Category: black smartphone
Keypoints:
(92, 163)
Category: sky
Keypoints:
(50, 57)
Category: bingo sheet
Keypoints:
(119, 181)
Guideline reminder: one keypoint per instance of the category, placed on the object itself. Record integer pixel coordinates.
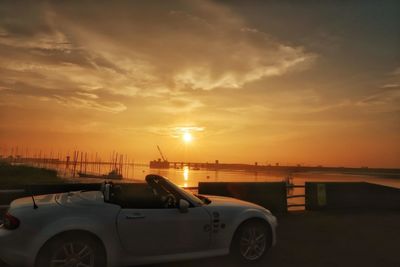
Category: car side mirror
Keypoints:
(183, 206)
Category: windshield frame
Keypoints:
(191, 198)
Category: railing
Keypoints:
(290, 196)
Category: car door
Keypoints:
(160, 231)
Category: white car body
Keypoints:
(130, 236)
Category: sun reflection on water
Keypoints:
(185, 175)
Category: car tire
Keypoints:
(70, 249)
(251, 242)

● TASK ITEM: Any picture found in the records stays out, while everything else is copied exactly.

● RESULT BELOW:
Category: black smartphone
Keypoints:
(92, 163)
Category: sky
Keypoints:
(50, 57)
Category: bingo sheet
Keypoints:
(119, 181)
Guideline reminder: one keypoint per instance of the category, placed on the object itself. Record integer pixel coordinates.
Category: car side mirror
Keypoints:
(183, 206)
Category: windshield frame
Keypoints:
(191, 198)
Category: railing
Keypoints:
(290, 196)
Category: car door
Keypoints:
(160, 231)
Category: white car body
Keypoints:
(130, 236)
Category: sun reflection on water
Keypoints:
(185, 175)
Category: car tire
Keypoints:
(70, 249)
(251, 242)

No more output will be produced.